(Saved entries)
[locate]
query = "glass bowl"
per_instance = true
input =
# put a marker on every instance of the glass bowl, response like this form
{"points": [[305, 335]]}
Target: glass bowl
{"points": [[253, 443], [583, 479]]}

- WHAT TO WORK ON:
Render each line of the material above as a row in a Markdown table with the columns "Row" and "Line", skipping any blank lines.

- RESULT BELOW:
| Row | Line |
|---|---|
| 1 | [locate] |
| 2 | query = "glass bowl" |
| 3 | per_instance = true |
| 4 | input = |
| 5 | # put a marker on every instance of the glass bowl, response like this form |
| 6 | {"points": [[305, 335]]} |
| 7 | Target: glass bowl |
| 8 | {"points": [[253, 443], [583, 479]]} |